STORED DATA.
====
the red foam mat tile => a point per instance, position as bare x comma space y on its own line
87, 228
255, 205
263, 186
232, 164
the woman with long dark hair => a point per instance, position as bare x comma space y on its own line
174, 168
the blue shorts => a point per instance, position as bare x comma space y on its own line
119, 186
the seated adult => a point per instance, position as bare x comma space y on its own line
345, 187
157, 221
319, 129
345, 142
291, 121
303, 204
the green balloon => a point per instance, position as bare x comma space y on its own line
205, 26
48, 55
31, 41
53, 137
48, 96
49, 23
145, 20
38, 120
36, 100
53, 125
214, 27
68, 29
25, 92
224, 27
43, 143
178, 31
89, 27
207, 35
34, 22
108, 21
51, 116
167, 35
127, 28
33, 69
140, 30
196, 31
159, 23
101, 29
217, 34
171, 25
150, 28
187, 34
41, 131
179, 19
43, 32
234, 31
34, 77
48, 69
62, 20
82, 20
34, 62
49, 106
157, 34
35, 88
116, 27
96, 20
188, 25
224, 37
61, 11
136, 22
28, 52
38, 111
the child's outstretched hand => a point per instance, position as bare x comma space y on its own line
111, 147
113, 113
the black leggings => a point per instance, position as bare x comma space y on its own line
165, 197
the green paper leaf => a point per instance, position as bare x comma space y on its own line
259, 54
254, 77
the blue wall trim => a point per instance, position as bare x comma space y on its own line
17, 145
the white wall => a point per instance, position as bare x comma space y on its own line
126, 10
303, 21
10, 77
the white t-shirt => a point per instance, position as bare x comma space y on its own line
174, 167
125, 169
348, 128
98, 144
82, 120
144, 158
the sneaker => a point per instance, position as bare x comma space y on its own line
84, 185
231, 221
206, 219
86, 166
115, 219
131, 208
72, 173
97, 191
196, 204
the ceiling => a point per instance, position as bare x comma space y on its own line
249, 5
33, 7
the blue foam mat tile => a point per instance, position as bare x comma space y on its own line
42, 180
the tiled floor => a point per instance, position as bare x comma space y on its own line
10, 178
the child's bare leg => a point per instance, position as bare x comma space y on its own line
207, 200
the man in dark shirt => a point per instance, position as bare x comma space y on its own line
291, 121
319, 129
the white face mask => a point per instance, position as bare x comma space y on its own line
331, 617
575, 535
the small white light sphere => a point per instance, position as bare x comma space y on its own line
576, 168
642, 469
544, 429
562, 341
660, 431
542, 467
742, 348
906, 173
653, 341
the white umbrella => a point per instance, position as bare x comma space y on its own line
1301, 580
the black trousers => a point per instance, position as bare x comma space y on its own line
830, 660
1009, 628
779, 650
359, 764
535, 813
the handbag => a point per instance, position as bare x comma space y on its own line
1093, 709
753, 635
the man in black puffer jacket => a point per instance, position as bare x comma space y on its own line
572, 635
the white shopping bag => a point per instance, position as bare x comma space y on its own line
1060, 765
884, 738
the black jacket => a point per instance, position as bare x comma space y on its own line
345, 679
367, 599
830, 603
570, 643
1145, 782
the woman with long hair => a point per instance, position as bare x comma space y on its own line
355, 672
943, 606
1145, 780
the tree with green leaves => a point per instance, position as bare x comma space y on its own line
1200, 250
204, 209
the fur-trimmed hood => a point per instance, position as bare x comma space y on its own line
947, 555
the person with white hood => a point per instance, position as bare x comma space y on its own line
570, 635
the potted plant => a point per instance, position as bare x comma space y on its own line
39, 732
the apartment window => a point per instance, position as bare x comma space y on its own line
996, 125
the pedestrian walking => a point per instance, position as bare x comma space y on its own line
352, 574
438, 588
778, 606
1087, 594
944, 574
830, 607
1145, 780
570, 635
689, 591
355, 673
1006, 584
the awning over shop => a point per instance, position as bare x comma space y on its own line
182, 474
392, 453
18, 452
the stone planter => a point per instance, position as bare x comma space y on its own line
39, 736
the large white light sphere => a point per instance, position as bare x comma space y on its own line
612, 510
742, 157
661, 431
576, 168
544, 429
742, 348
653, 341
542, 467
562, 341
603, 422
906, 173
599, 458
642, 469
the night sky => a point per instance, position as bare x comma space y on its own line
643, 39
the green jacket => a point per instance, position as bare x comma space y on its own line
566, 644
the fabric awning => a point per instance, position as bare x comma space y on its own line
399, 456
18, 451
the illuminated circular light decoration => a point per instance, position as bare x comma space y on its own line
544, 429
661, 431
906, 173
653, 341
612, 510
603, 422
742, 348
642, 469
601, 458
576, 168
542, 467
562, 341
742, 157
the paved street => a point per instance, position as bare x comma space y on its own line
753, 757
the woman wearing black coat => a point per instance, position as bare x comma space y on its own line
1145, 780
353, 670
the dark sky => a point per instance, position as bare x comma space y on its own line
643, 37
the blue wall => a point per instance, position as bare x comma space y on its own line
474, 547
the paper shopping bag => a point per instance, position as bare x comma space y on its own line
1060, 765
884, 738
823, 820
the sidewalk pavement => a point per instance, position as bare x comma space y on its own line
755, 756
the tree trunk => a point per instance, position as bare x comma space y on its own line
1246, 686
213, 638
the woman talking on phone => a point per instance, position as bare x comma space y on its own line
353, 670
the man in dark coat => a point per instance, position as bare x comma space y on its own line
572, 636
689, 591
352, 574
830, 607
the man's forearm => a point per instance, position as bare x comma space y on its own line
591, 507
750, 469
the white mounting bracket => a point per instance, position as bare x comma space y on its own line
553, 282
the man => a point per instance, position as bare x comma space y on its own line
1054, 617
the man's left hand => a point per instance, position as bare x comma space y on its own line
====
EXERCISE DETAILS. Your task is to repeat every line exactly.

CORRECT ANSWER.
the red foam mat tile => a point per instance, position as bare x comma space y on its own line
87, 228
255, 205
263, 186
232, 164
the woman with long dark hair => a point per instance, position as bare x comma space y on its own line
174, 168
the blue shorts => a point per instance, position as bare x comma space y on its own line
119, 186
the seated adult => a point per instance, position as bare x comma space y on its own line
345, 187
157, 221
319, 129
345, 142
291, 121
303, 204
the green balloon => a point per instance, position as bare x comma space y on its own line
205, 26
48, 55
31, 41
53, 137
48, 96
49, 23
145, 20
38, 120
36, 100
53, 125
214, 27
68, 29
25, 92
224, 27
43, 143
178, 31
89, 27
207, 35
34, 22
108, 21
51, 116
167, 35
127, 28
33, 69
140, 30
196, 31
159, 23
101, 29
217, 34
171, 25
150, 28
187, 34
41, 131
179, 19
43, 32
234, 31
34, 77
48, 69
62, 20
82, 20
34, 62
49, 106
157, 34
35, 88
116, 27
96, 20
188, 25
224, 37
61, 11
136, 22
28, 52
38, 111
the child's outstretched hand => a point per instance, position as bare x comma space y on its own line
111, 147
113, 113
the black leggings => a point per instance, position as bare x comma space y on its own line
165, 197
the green paper leaf => a point per instance, position as bare x comma space y on its own line
259, 54
254, 77
the blue wall trim => a point per instance, position as bare x comma space y on its own line
17, 145
the white wall => a point per instance, position as bare x comma space y on its own line
126, 10
303, 21
10, 77
the white t-shirt => a point per instance, position as bare x comma space y on its own line
174, 167
125, 169
348, 128
98, 144
82, 120
144, 158
the sneaker => a point per instance, position as bare x comma space y on its own line
84, 185
231, 221
206, 219
86, 166
115, 219
131, 208
72, 173
97, 191
196, 204
the ceiling => a point per instance, position as bare x comma space y on its own line
249, 5
33, 7
the blue foam mat tile => a point per instance, position as bare x comma space y on its own line
42, 180
the tiled floor => a point per instance, position as bare x comma space y on its own line
10, 178
the child's bare leg => a point per instance, position as bare x comma space y on its own line
207, 200
the man in dark shirt => a point per instance, position as bare x comma space y on its own line
291, 121
319, 129
the white face mask => a point per instance, position as bare x comma space y on its own line
331, 617
575, 535
the small white light sphere => a point per instance, position as bare x comma space y on its own line
576, 168
642, 469
544, 429
562, 341
660, 431
542, 467
742, 348
906, 173
653, 341
the white umbrella => a point per instance, position as bare x comma space y on its own line
1301, 580
the black trousers => a point per instance, position as bare x comma space y on its own line
830, 660
1009, 628
779, 650
359, 764
535, 813
the handbag => a point per instance, position as bare x comma space y on its own line
1093, 709
753, 635
the man in black puffer jacket => a point per instance, position as bare x comma space y on its own line
572, 635
the white shopping bag => a point per instance, position as bare x comma space y on its own line
1060, 765
884, 738
the black jacket => a point per instance, position as bare x comma space y on its own line
345, 679
367, 599
830, 603
570, 643
1145, 782
the woman with long hair => a point per instance, position as bare x comma space y on its own line
355, 672
943, 606
1145, 780
the tree with green leaves => a point per instance, position as bare x comma space y on its own line
1200, 250
204, 209
the fur-trimmed hood => a point per instance, position as bare x comma space y on its own line
947, 555
the person with white hood => a point per instance, position as bare x comma space y on its own line
570, 635
the potted plant => a point per instance, position as bare x comma space y on its own line
39, 732
the apartment window => a point per instance, position as bare x comma space y on its own line
996, 125
the pedestrian walking => a point per instance, position as bare x comma space y on its own line
352, 574
438, 588
778, 606
1087, 594
944, 574
830, 607
1145, 780
570, 635
689, 591
355, 673
1006, 584
the awning over shop => a point per instance, position as bare x comma space y on its own line
182, 474
392, 453
18, 452
the stone planter => a point per instance, position as bare x comma space y on its own line
39, 736
the large white light sphere => a point per instance, position as bare x comma space y on its own line
612, 510
742, 157
661, 431
576, 168
544, 429
742, 348
653, 341
542, 467
562, 341
603, 422
906, 173
599, 458
642, 469
the night sky => a point per instance, position as bare x comma space y on its own line
643, 39
the green jacket => a point per instance, position as bare x comma space y on its own line
566, 644
the fabric awning => a point per instance, position as bare x comma space y on its own line
399, 456
18, 451
the illuminated circular light decoration => a point per instance, position as bare x comma space y on its own line
544, 429
661, 431
906, 173
653, 341
612, 510
603, 422
742, 348
642, 469
601, 458
576, 168
542, 467
562, 341
742, 157
the paved street => a point per instance, position as bare x comma space y on its own line
753, 757
the woman wearing black coat => a point per instance, position as bare x comma space y on its own line
1145, 780
353, 670
the dark sky => a point per instance, position as bare x comma space y on its own line
643, 37
the blue wall => a point per instance, position as bare x comma space y on its own line
474, 547
the paper shopping bag => a point per instance, position as bare x comma space y on its own line
1060, 765
884, 738
823, 820
the sidewalk pavement => a point per instance, position as bare x comma space y on its own line
755, 756
the tree trunk => a point per instance, position as bare x comma space y on its own line
1246, 686
213, 638
the woman talking on phone => a point per instance, position as bare x comma space y on its own line
353, 670
the man in dark coat => a point per instance, position as bare x comma space y on its own line
572, 636
689, 591
352, 574
830, 607
the man's forearm => a point per instance, position as bare x comma space y on its own line
591, 507
750, 469
the white mounting bracket => a point per instance, position as bare x comma space y on its own line
553, 282
the man => a point per instance, position as bare x comma space y on its own line
1054, 617
the man's left hand => a point per instance, position as bare x comma space y on its own line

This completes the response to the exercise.